§ Given text:
** Begin **
Revert of Remove code used by --disable-delegated-renderer on Mac

content/browser/renderer_host/compositing_iosurface_shader_programs_mac.cc

+// Copyright (c) 2013 The Chromium Authors. All rights reserved.
+// Use of this source code is governed by a BSD-style license that can be
+// found in the LICENSE file.
+
+#include "content/browser/renderer_host/compositing_iosurface_shader_programs_mac.h"
+
+#include <string>
+#include <OpenGL/gl.h>
+
+#include "base/basictypes.h"
+#include "base/debug/trace_event.h"
+#include "base/logging.h"
+#include "base/memory/scoped_ptr.h"
+#include "base/values.h"
+#include "content/browser/gpu/gpu_data_manager_impl.h"
+#include "gpu/config/gpu_driver_bug_workaround_type.h"
** End **
§ Records shown:
** Begin **
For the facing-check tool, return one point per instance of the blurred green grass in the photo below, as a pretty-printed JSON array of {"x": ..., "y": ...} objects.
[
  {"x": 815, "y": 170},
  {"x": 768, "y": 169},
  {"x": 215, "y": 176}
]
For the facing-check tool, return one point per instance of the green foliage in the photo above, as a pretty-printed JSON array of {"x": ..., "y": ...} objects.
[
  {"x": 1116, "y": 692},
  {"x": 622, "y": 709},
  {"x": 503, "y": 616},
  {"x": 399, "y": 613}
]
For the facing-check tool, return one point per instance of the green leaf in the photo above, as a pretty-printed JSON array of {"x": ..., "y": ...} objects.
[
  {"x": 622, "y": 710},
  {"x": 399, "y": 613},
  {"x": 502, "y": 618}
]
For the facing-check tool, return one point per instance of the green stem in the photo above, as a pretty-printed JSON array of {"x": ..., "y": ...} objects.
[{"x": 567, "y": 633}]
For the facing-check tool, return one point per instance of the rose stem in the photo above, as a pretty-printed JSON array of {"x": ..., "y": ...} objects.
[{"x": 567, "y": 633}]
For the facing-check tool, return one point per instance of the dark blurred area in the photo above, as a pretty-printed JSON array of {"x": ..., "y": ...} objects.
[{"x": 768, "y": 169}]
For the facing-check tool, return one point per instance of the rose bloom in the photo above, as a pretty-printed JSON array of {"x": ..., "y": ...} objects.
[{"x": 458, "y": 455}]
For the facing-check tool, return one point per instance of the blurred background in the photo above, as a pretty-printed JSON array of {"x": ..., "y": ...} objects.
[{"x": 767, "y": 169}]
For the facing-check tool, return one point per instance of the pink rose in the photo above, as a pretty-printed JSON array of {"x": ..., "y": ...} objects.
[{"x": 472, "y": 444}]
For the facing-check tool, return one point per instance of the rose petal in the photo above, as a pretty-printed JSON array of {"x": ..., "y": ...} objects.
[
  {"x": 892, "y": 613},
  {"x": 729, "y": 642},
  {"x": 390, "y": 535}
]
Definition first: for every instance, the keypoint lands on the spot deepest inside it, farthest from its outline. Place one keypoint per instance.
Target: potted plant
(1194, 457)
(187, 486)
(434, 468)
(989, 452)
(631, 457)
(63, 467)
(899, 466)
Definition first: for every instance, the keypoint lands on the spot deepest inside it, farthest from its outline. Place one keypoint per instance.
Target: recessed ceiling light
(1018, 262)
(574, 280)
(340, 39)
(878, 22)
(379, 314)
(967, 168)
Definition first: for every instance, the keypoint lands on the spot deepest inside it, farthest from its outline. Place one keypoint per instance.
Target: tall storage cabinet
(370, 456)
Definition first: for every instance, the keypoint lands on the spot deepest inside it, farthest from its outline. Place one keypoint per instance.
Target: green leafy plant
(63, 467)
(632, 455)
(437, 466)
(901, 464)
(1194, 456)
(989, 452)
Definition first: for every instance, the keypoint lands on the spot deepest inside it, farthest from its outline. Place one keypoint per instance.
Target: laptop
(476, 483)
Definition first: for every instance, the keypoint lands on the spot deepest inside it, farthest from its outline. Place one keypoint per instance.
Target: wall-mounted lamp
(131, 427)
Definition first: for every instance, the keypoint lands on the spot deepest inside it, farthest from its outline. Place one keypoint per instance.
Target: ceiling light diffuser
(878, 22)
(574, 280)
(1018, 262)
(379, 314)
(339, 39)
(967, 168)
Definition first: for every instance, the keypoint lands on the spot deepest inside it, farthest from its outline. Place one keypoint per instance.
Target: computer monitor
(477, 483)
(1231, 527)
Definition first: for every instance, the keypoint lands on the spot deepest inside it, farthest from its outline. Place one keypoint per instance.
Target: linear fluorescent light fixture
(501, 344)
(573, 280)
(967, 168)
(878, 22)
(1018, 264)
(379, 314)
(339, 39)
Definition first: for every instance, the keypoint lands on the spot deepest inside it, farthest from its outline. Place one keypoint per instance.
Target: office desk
** End **
§ Parts of the exercise:
A. According to the Chromium revert diff, what kind of license governs the use of this source code?
B. Mark each statement (i) to (iii) yes or no according to the Chromium revert diff, and quote the words from it that decide each one. (i) The copyright year given is 2013. (ii) The file includes the OpenGL header gl.h. (iii) The license terms are kept in a README file.
C. Extend the Chromium revert diff from where it stops.
The rows come from a separate source.

§ Outputs in order:
A. A BSD-style license.

B.
(i) Yes: "Copyright (c) 2013 The Chromium Authors."
(ii) Yes: "#include <OpenGL/gl.h>"
(iii) No: "found in the LICENSE file."

C.
+
+namespace content {
+
+namespace {
+
+// Convenience macro allowing GLSL programs to be specified inline, and to be
+// automatically converted into string form by the C preprocessor.
+#define GLSL_PROGRAM_AS_STRING(shader_code) #shader_code
+
+// As required by the spec, add the version directive to the beginning of each
+// program to activate the expected syntax and built-in features.  GLSL version
+// 1.2 is the latest version supported by MacOS 10.6.
+const char kVersionDirective[] = "#version 120\n";
+
+// Allow switchable output swizzling from RGBToYV12 fragment shaders (needed for
+// workaround; see comments in CompositingIOSurfaceShaderPrograms ctor).
+const char kOutputSwizzleMacroNormal[] = "#define OUTPUT_PIXEL_ORDERING bgra\n";
+const char kOutputSwizzleMacroSwapRB[] = "#define OUTPUT_PIXEL_ORDERING rgba\n";
+
+// Only the bare-bones calculations here for speed.
+const char kvsBlit[] = GLSL_PROGRAM_AS_STRING(
+    varying vec2 texture_coord;
+    void main() {
+      gl_Position = gl_ModelViewProjectionMatrix * gl_Vertex;
+      texture_coord = gl_MultiTexCoord0.xy;
+    }
+);
+
+// Just samples the texture.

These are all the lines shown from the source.